### [Stated goal A]
In the thread below about a German Shepherd pedigree, why does Liesje say the faded saddles might look more pronounced in person than in the pedigree photos?

### [Selection]
Thank you....I enjoy this forum, not much bashing at all....I'm a firearms dealer also, those forums are brutal and I don't partake in them. I love this site.


----------



## Freestep (May 1, 2011)

Jmoore728 said:


> ......Does having a showline GSD make it less of a GSD than a working line?


No one said that. It just sounded weird that you said "I'm not concerned about there being showlines" ...as though showlines are something one should be concerned about?



dawnandjr said:


> Link to the pup in the database:
> 
> Bane Vom Haus Berg
> 
> Working line dogs in the pedigree. And I know some are East German lines, but not sure if West German as well. Could be they are just East lines.


You're absolutely right, there are some workin' dawgs in there! Shows you how well I know kennel names, I couldn't tell showline from working line without seeing photos of the dogs and longer pedigrees. 



> I find this dog in the pedigree very interesting for the color:
> 
> KESSY vom Trompetersprung


 There's a discussion going on in another group about black pigment and fading saddles. This is a perfect example of what we are talking about. Off topic, but can anyone speculate where this came from? It seems very common in WGSL, especially in females.


----------



## Jmoore728 (Oct 17, 2013)

Freestep said:


> No one said that. It just sounded weird that you said "I'm not concerned about there being showlines" ...as though showlines are something one should be concerned about?
> 
> 
> 
> ...


Kessy pigment is different... I like the look, I just have never seen one like it....
I couldn't tell the difference between a WL or SL either.....I'm still trying to learn everything I can and this forum has been the most help of anything....a lot of classy, down to earth, respectful people.....Makes it much better on pups as myself


----------



## Liesje (Mar 4, 2007)

Freestep said:


> There's a discussion going on in another group about black pigment and fading saddles. This is a perfect example of what we are talking about. Off topic, but can anyone speculate where this came from? It seems very common in WGSL, especially in females.


Looking at the pedigree on PDB....see several dogs with faded saddles or bitch stripes, and you can bet that most of these photos are, uh, optimized for black and red so it might be more pronounced in person or on a dog that doesn't have a professional photo used.


----------



## cliffson1 (Sep 2, 2006)

Smh....Chile is not Showline ....so can't be all SL pedigree.


----------

### [Data provided]
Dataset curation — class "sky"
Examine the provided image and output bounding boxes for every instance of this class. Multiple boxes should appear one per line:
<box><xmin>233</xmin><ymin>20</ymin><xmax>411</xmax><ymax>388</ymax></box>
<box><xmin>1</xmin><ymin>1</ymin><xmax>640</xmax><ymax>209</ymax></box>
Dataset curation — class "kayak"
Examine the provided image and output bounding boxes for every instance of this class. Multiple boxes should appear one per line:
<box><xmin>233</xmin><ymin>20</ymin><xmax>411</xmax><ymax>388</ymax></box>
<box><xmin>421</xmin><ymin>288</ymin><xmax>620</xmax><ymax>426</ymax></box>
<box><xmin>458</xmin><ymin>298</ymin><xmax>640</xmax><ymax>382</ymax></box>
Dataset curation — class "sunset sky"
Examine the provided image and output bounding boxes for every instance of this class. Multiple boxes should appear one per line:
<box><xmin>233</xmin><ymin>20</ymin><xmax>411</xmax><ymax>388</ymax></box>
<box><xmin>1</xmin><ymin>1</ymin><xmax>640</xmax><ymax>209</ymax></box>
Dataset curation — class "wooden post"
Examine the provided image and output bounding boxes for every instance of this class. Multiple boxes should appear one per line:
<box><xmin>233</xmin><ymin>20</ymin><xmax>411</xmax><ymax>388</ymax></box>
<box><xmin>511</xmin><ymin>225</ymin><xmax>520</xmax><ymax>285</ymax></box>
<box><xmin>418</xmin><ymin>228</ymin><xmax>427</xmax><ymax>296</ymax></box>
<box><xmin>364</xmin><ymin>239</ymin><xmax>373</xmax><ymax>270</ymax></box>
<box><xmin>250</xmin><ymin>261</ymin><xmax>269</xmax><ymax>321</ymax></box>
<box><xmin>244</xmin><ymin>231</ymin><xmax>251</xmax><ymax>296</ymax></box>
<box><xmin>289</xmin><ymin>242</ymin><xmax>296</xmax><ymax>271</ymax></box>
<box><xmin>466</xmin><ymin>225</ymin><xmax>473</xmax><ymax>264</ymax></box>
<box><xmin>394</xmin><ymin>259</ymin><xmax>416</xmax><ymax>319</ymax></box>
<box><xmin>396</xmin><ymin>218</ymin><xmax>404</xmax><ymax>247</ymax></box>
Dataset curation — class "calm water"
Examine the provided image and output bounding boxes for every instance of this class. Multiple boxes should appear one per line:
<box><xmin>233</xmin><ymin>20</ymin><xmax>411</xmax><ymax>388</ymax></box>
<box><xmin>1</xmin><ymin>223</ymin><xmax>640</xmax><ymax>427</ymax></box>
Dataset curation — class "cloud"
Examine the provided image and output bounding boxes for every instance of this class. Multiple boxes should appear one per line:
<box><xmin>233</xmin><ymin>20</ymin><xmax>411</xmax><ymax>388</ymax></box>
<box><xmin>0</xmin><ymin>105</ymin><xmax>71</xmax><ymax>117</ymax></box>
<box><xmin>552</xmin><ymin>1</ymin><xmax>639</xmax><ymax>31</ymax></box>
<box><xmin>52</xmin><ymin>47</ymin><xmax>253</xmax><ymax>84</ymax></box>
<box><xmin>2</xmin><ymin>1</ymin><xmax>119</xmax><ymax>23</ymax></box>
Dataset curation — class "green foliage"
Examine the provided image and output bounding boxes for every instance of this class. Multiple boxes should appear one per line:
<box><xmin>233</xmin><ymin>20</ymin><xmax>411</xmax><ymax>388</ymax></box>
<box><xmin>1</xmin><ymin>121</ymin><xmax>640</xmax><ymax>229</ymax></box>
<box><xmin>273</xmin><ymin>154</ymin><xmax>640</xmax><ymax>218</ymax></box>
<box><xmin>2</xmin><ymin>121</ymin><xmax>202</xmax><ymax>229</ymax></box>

### [Stated goal B]
How many lines of the records contain the word "Dataset"? Reply with the number only.

### [Finished answer A]
Liesje says most of the photos on the pedigree site are probably optimized for black and red. The fading could therefore look stronger in person, or on a dog whose photo isn't a professional one.

### [Finished answer B]
7